Text passage -
Content starts

Changes in individual income tax rates, increases in rates for long-term capital gains, and updates to estate taxes seem unlikely to be enacted into law.  But we may see a big increase in the cap for state and local tax (SALT) deductions, and a surtax for those with very high incomes may land in the tax code. As currently proposed, a 5% surtax would apply to individuals with income over $10 million, increasing by an additional 3% above $25 million.

There is also bipartisan support for updates to retirement rules—what’s being called SECURE Act 2.0. Recently, however, the legislation has lost momentum, as Congress deals with tight deadlines on taxes and new spending.   Let’s not jump too far into the future. Perhaps the SECURE Act 2.0 will pass next year. Comprehensive bills take time, even if support is bipartisan. Instead, let’s focus on tying up loose ends as the year comes to a close.

Before we jump into our year-end planning piece, I want to stress to you that it’s our job to partner with you. I can’t overemphasize this, and I would be happy to review your options. As with any tax matters, feel free to consult with your tax advisor.

8 end-of-year tax facts and tips to save you money

  1. Tax brackets have changed. Every year, the tax brackets for taxable income are adjusted for inflation. Table 1 illustrates the marginal tax bracket based on taxable income - after all deductions.

Table 1: Tax Brackets for 2021 – stay tuned for the 2022 figures

Rate

For Single Individuals

For Married Individuals Filing Joint Returns

For Heads of Households

10%

Up to $9,950

Up to $19,900

Up to $14,200

12%

$9,951 to $40,525

$19,901 to $81,050

$14,201 to $54,200

22%

$40,526 to $86,375

$81,051 to $172,750

$54,201 to $86,350

24%

$86,376 to $164,925

$172,751 to $329,850

$86,351 to $164,900

32%

$164,926 to $209,425

$329,851 to $418,850

$164,901 to $209,400

35%

$209,426 to $523,600

$418,851 to $628,300

$209,401 to $523,600

37%

$523,601 or more

$628,301 or more

$523,601 or more

  1. Standard deduction increased for tax year 2021. The standard deduction for married couples filing jointly for tax year 2021 is $25,100, up $300 from the prior year. For single taxpayers and those married filing separately, the standard deduction is $12,550 for 2021, up $150. For heads of households, the standard deduction is $18,800, up $150.

  2. Child Tax Credit has changed. Each qualifying household is eligible to receive up to $3,600 for each child under 6, and $3,000 for each child between 6 and 17. You may receive half of the new credit between July and December 2021 and the remaining half in 2022, when you file a tax return. Even if you don’t owe any federal taxes, you may still be eligible for the credit. If you have no income, you may still receive the credit.

    The credit gradually declines starting at income of $75,000 for individuals, $150,000 for married couples, and $112,500 for heads of household. While the increase in the credit is currently temporary and only for 2021, just-passed legislation in the House preserves the credit for 2022, with advance monthly payments of $300 for a younger child and $250 per older child for all of 2022.

Content ends

Parts of the exercise -
[A] Rewrite the stretch of the tax-planning text from "Changes in individual" through "to a close.", changing "momentum" to "steam".
[B] Go on with the year-end tax-planning text from the point where it stops.
The records that follow are separate material, unrelated to the text.

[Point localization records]
Content starts

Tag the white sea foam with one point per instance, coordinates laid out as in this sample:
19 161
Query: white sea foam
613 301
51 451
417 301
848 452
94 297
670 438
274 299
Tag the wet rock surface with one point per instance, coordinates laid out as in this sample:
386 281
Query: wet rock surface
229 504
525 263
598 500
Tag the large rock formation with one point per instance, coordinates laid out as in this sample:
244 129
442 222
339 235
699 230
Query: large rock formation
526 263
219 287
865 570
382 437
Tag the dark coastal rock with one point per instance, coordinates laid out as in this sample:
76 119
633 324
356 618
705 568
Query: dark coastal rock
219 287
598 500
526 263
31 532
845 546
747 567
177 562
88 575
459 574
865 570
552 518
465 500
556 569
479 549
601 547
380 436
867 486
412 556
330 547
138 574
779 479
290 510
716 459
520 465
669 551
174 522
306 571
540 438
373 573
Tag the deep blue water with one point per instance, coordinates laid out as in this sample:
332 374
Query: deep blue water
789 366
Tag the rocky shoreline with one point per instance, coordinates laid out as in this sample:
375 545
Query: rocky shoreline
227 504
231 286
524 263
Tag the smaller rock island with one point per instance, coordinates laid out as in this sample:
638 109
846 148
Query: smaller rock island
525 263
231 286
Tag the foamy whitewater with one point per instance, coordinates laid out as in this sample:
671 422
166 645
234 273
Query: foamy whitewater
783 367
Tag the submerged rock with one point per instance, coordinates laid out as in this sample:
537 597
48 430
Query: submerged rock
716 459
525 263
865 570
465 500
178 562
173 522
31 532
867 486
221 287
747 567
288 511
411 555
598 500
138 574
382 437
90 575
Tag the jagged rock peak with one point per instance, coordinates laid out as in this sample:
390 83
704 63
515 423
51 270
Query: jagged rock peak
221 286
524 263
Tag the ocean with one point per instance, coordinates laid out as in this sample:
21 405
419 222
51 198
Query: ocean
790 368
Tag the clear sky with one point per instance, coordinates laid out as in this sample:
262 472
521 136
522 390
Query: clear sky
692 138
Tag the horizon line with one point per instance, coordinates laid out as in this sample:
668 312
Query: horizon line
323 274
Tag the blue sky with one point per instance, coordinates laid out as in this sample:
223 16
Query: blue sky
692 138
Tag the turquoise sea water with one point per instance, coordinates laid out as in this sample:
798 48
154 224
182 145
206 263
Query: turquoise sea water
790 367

Content ends
Content starts

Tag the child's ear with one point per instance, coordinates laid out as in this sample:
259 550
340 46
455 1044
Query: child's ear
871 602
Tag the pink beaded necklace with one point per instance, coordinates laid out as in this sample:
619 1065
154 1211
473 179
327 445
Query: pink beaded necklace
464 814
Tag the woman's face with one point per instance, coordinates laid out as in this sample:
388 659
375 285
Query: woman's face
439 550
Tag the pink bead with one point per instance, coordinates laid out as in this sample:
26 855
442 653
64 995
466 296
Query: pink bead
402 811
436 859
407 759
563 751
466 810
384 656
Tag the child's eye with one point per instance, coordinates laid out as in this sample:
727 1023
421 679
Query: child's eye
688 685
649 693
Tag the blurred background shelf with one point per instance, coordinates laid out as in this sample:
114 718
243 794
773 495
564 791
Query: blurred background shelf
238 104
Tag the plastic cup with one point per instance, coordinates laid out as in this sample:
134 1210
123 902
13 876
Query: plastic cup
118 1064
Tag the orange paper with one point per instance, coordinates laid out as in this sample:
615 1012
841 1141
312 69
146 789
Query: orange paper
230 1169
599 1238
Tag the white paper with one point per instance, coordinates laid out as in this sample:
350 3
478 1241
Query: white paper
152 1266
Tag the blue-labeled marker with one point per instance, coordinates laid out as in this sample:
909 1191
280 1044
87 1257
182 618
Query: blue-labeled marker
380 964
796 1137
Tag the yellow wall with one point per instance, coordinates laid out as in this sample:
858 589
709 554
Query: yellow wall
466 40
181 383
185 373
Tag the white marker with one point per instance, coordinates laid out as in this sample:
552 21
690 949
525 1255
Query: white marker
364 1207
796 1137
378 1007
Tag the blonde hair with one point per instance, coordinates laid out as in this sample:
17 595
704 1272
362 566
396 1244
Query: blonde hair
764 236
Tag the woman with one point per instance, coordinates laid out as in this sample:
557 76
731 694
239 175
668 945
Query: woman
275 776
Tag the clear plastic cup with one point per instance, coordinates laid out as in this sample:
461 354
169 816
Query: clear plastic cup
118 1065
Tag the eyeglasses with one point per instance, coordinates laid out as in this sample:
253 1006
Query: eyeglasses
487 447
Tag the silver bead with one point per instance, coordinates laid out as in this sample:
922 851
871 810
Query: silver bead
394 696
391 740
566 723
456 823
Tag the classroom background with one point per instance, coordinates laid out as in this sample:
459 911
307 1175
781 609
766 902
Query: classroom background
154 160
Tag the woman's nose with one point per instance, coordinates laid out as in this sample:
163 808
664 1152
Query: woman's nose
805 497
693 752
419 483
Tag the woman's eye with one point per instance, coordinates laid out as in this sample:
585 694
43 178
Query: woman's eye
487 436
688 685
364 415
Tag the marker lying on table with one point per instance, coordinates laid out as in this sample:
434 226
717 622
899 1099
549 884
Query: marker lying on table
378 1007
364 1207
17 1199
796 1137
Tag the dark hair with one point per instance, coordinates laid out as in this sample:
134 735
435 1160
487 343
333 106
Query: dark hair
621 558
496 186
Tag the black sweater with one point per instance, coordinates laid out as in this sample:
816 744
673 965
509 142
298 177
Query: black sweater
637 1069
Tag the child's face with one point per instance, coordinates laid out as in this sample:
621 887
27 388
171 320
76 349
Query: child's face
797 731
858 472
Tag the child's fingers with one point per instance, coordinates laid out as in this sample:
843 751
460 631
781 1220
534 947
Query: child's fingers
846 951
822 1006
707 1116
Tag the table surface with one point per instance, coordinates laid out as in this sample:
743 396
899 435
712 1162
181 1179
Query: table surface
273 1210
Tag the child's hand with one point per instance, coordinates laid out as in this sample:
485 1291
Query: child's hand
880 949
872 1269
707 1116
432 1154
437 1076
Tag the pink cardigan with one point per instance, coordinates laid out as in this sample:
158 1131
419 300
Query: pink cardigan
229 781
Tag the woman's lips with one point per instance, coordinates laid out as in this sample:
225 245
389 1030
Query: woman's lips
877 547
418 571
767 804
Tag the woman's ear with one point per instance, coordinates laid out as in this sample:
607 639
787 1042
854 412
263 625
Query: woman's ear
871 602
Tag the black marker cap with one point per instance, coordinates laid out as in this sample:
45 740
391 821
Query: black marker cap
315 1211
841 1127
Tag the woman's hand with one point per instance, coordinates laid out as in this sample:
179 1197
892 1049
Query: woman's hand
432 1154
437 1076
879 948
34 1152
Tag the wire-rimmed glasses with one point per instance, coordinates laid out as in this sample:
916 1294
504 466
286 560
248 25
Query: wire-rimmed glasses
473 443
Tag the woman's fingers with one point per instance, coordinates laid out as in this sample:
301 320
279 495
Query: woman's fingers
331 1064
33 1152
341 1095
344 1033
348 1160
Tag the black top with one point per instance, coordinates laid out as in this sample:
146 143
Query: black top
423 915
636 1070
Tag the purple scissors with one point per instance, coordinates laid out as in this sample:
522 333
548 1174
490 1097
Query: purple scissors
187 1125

Content ends

Outputs for the tasks -
[A]
Changes in individual income tax rates, increases in rates for long-term capital gains, and updates to estate taxes seem unlikely to be enacted into law.  But we may see a big increase in the cap for state and local tax (SALT) deductions, and a surtax for those with very high incomes may land in the tax code. As currently proposed, a 5% surtax would apply to individuals with income over $10 million, increasing by an additional 3% above $25 million.

There is also bipartisan support for updates to retirement rules—what’s being called SECURE Act 2.0. Recently, however, the legislation has lost steam, as Congress deals with tight deadlines on taxes and new spending.   Let’s not jump too far into the future. Perhaps the SECURE Act 2.0 will pass next year. Comprehensive bills take time, even if support is bipartisan. Instead, let’s focus on tying up loose ends as the year comes to a close.

[B]
  1. Limitations on itemized deductions. If cash expenses that are eligible to be itemized fail to top the standard deduction, skip Schedule A and take the standard deduction. It’s that simple. If you itemize, please be aware that state and local income taxes, property taxes, and real estate taxes are capped at $10,000. Anything above cannot be written off against income.  However, the IRS does grant a workaround for some taxpayers. Taxpayers that use pass-through entities, including S-corporations, may benefit.  It’s a complex maneuver, but one that’s being offered by more states. For 2022, the cap may rise and be subject to income limits. We’ll revisit this next year.

    For charitable contributions, subject to certain limits, taxpayers who itemize may generally claim a deduction for charitable contributions made to qualifying charitable organizations.

    These limits typically range from 20%-60% of adjusted gross income (AGI) and vary by the type of contribution and type of charitable organization.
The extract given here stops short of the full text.